── Excerpted passage ──
SOH SHANG
(Eleagnus latifolia)
Portion of a fruit bearing soh-shang bush
Family: Eleagnaceae
Other names: Bastard oleaster, guara
Soh shang occurs through out in the hilly regions of East India. It is quite popular Megahlaya and Arunachal where the fruits, picked from wild, are also offered for sale in small towns.
Description:
A large woody evergreen straggling or scandent shrub,often spiny; bark blackish grey, rough, often with raised lenticels; branchlets densely crowded with ferruginous scales.
Leaves alternate, very variable, usually 5-15 cm cm long and 2.5 to 7.5 cm wide, ovate-oblong or elliptic, acute or acuminate, entire of sligfhtly undulate, subcoriaceous, glabrescent above, clothed beneath with silvery or ferruginous scales.
Flowers often peduncled, 1.25 cm long, 5 mm wide, scented, few or dense in axillary fascicles.
Fruit 2.5 – 4 cm long, ovoid, oblong, 8 ribbed, red or yellow when ripe, succulent,
Edible
Utilization:
The fruits are eaten fresh out of hand. Some people, who find the fruits too sour for their taste, mix a little salt with the fruits. The fruits are perishable and do not stay for more that 3-4 days at room temperature.
Ripe soh shang fruits
Cultivation:
The plant besides providing edible fruits is also quite showy because of the presence of silvery scales. It is therefore quite suitable for planting in the home as well as public gardens.
───
── Available data ──
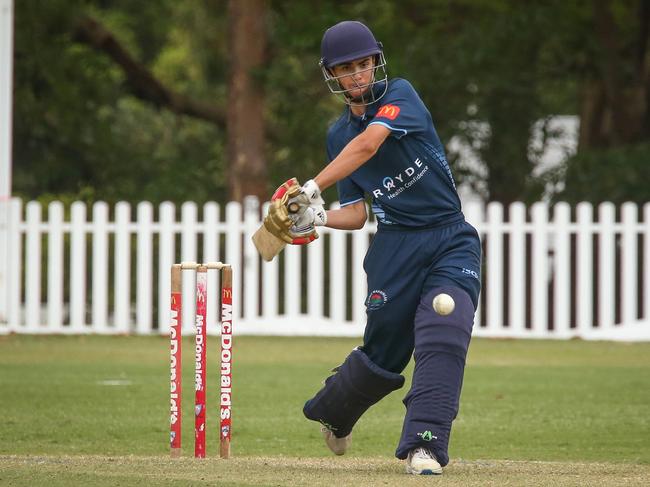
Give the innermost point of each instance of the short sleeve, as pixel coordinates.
(349, 192)
(401, 110)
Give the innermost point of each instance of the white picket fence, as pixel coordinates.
(547, 274)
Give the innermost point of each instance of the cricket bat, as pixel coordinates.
(267, 244)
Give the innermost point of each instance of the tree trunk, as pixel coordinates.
(246, 135)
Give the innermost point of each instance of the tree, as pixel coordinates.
(247, 173)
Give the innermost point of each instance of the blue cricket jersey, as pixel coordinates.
(409, 179)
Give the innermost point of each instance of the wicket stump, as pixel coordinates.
(200, 343)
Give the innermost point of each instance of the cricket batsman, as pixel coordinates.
(424, 262)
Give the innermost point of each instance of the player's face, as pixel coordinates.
(355, 76)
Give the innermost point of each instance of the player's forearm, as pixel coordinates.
(353, 156)
(350, 217)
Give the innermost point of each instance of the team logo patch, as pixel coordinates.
(427, 436)
(388, 111)
(376, 299)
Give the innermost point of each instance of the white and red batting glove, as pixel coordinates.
(291, 217)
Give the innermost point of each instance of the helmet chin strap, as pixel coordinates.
(361, 99)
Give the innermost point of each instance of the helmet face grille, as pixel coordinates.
(373, 90)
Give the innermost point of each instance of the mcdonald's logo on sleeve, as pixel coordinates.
(388, 111)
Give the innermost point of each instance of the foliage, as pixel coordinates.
(619, 174)
(488, 70)
(522, 400)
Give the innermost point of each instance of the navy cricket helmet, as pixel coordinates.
(348, 41)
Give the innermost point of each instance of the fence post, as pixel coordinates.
(584, 270)
(494, 283)
(14, 278)
(539, 278)
(561, 271)
(211, 254)
(122, 288)
(100, 267)
(270, 276)
(144, 301)
(33, 268)
(606, 266)
(166, 257)
(55, 267)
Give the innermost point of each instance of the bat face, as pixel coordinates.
(267, 244)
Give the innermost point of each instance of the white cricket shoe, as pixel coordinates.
(421, 461)
(338, 445)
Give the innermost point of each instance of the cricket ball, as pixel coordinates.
(443, 304)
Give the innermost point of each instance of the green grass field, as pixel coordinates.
(94, 410)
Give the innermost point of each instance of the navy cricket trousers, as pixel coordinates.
(402, 265)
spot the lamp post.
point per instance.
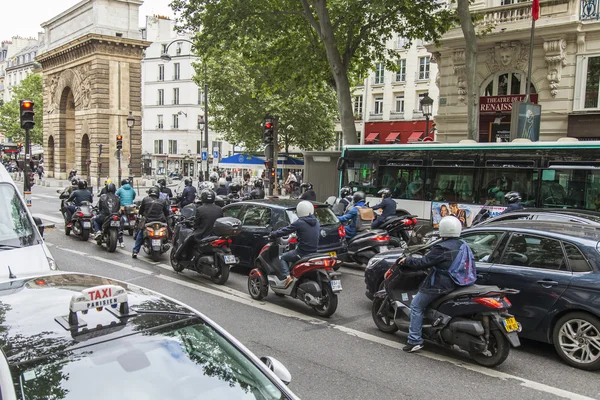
(130, 124)
(426, 107)
(166, 58)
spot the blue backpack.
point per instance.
(462, 270)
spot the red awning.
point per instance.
(414, 137)
(392, 137)
(371, 137)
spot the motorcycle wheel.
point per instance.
(328, 308)
(385, 323)
(498, 350)
(258, 287)
(223, 275)
(113, 237)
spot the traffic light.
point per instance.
(27, 114)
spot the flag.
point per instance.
(535, 10)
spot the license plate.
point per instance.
(336, 285)
(229, 259)
(510, 324)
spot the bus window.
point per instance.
(499, 181)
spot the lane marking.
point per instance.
(244, 298)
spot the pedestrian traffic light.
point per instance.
(27, 114)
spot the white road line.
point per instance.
(244, 298)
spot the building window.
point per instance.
(176, 71)
(357, 105)
(401, 74)
(424, 64)
(172, 146)
(379, 73)
(378, 105)
(158, 147)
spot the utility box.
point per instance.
(320, 169)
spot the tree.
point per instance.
(309, 41)
(30, 88)
(240, 94)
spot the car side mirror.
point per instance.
(278, 369)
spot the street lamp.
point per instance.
(426, 107)
(130, 124)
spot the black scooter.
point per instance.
(474, 318)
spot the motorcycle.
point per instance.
(110, 232)
(474, 318)
(81, 221)
(211, 257)
(314, 280)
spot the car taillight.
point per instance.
(489, 302)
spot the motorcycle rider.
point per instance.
(307, 229)
(438, 282)
(152, 210)
(309, 193)
(387, 206)
(514, 202)
(77, 197)
(351, 215)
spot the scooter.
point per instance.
(474, 318)
(314, 280)
(212, 256)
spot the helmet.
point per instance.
(449, 227)
(385, 192)
(207, 196)
(153, 191)
(512, 197)
(358, 196)
(305, 208)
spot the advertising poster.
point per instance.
(464, 212)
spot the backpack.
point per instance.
(462, 270)
(364, 218)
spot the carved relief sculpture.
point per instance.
(556, 59)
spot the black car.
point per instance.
(555, 266)
(77, 336)
(260, 217)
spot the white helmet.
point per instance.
(304, 208)
(449, 227)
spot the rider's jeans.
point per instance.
(417, 308)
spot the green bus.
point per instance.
(432, 180)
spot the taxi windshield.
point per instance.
(16, 229)
(184, 360)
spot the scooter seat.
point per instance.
(473, 290)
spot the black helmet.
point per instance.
(207, 196)
(358, 196)
(153, 191)
(385, 192)
(512, 197)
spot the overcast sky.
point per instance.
(38, 11)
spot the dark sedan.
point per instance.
(555, 266)
(260, 217)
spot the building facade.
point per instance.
(387, 104)
(565, 73)
(173, 106)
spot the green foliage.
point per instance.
(30, 88)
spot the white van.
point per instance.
(22, 248)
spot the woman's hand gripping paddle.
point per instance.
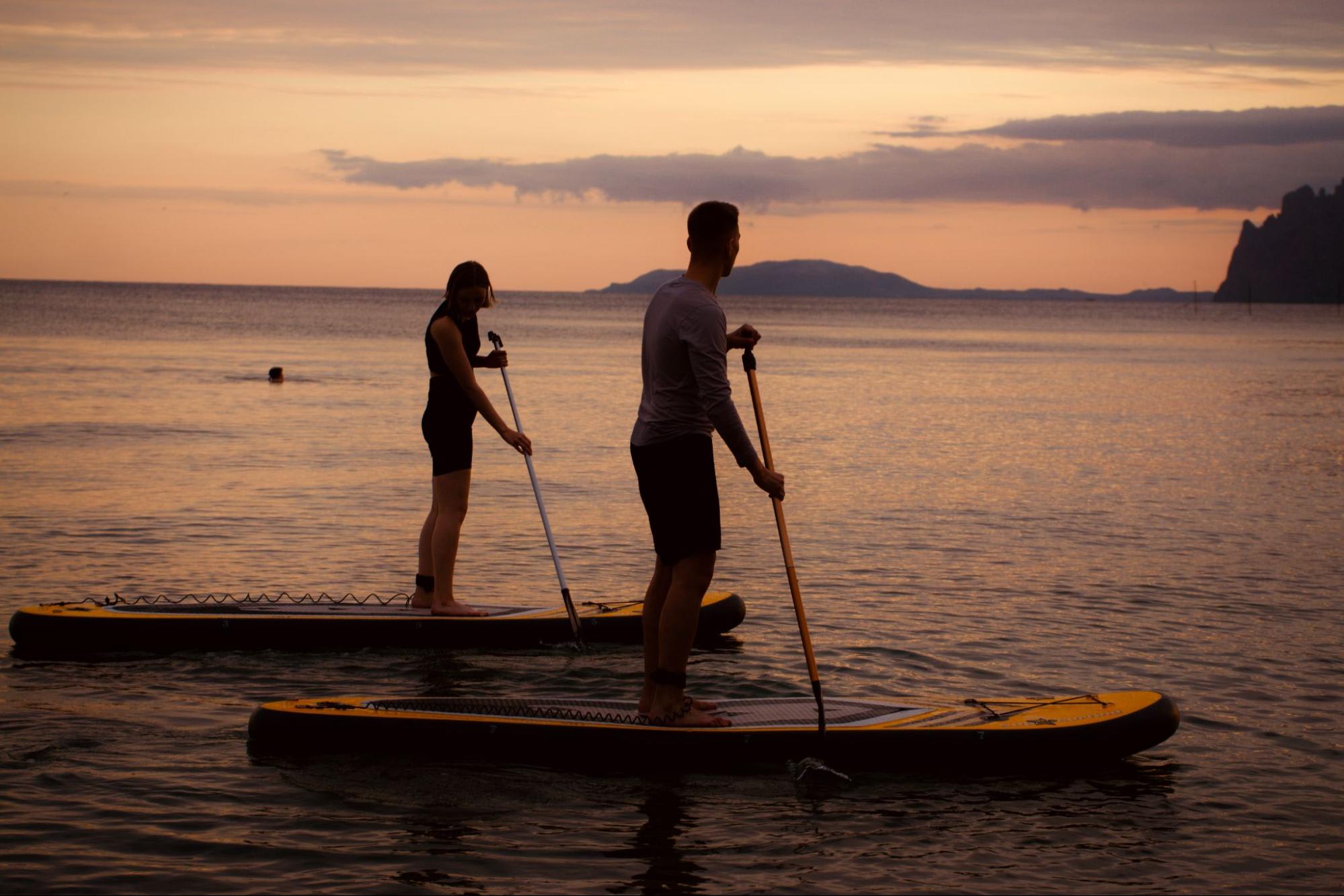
(541, 504)
(749, 366)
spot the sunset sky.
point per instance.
(1096, 145)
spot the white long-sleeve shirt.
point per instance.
(686, 371)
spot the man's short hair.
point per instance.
(710, 226)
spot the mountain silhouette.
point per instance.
(823, 278)
(1296, 255)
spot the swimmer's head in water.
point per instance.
(469, 288)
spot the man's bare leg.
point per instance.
(425, 559)
(654, 601)
(450, 493)
(676, 626)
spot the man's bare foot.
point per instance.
(647, 700)
(454, 609)
(672, 717)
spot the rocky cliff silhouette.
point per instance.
(1296, 255)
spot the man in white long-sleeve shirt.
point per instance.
(686, 399)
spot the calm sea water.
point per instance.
(984, 499)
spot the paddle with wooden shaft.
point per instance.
(749, 366)
(541, 504)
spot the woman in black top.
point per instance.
(452, 341)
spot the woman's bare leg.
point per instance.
(425, 559)
(450, 493)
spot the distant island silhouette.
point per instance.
(1296, 255)
(831, 280)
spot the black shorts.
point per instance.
(680, 495)
(446, 426)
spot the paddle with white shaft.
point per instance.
(541, 504)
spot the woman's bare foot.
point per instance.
(454, 609)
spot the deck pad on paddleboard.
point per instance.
(324, 622)
(970, 735)
(765, 712)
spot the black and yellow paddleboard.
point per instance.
(861, 734)
(299, 624)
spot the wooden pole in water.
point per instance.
(749, 366)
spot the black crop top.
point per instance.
(471, 339)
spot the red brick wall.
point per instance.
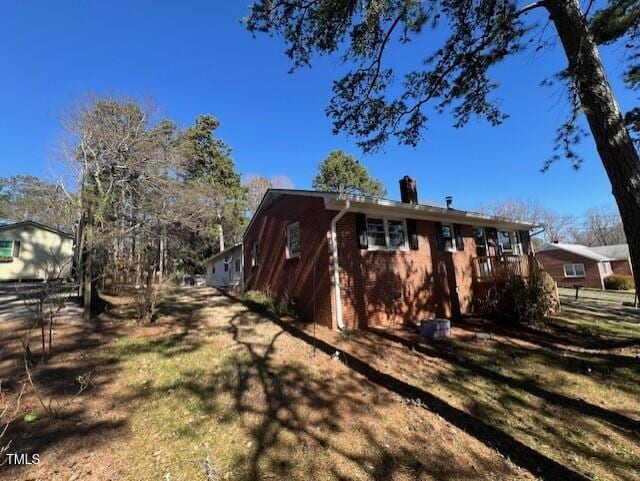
(285, 278)
(553, 262)
(403, 287)
(622, 268)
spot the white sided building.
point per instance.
(225, 269)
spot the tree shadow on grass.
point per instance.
(519, 453)
(301, 422)
(551, 335)
(628, 426)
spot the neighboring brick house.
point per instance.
(575, 264)
(350, 261)
(620, 258)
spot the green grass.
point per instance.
(213, 393)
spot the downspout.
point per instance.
(336, 265)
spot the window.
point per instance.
(481, 241)
(504, 241)
(386, 234)
(375, 232)
(255, 255)
(574, 270)
(517, 243)
(6, 248)
(396, 233)
(447, 237)
(293, 240)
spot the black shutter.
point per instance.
(361, 230)
(412, 234)
(439, 237)
(457, 230)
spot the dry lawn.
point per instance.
(215, 390)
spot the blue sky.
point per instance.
(195, 57)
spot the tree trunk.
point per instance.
(87, 277)
(607, 126)
(221, 237)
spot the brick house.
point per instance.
(350, 261)
(620, 258)
(575, 264)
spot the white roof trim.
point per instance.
(375, 205)
(577, 249)
(371, 205)
(215, 257)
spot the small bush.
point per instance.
(265, 303)
(617, 282)
(517, 301)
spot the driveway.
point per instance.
(16, 297)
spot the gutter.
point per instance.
(533, 251)
(336, 264)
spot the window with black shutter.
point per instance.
(445, 237)
(412, 234)
(361, 230)
(457, 229)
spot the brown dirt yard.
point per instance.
(216, 389)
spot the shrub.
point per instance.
(517, 301)
(265, 303)
(617, 282)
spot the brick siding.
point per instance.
(292, 279)
(622, 267)
(377, 287)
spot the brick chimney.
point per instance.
(408, 190)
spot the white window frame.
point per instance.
───
▸ Required tasks:
a. According to the soh shang profile, why is the plant suitable for home and public gardens?
b. Carry on writing the soh shang profile, picking up after its last sentence.

▸ Results by task:
a. Besides providing edible fruits, the plant is quite showy because of its silvery scales. That is why the profile calls it quite suitable for planting in home and public gardens.

b.
Soh shang plant requires well-drained soil and can be grown in nutritionally poor acid soil. It can be grown in dry as well as in moist soil and can tolerate drought. This species has a symbiotic relationship with nitrogen-fixing bacteria.
Soh shang can be propagated by both seed and cutting. Seed should be shown in nursery within a week after extraction from fruit otherwise seed will lose the viability up to 50- 60%. Cuttings of mature wood of the current year’s growth, 10-12 cm length of pencil thickness having 3 nodes should be planted during rainy season in nursery or poly bag filled with soil mixture. Cutting takes 15-20 days to start sprout and ready for planting in field within 3-4 months after sprouting..
Plants are planted at 4 m x 4m spacing in square planting system. It starts bearing at 2 years after planting. A mature tree has been found to yield around 10-15 kg fruit per tree in Megahaya, India.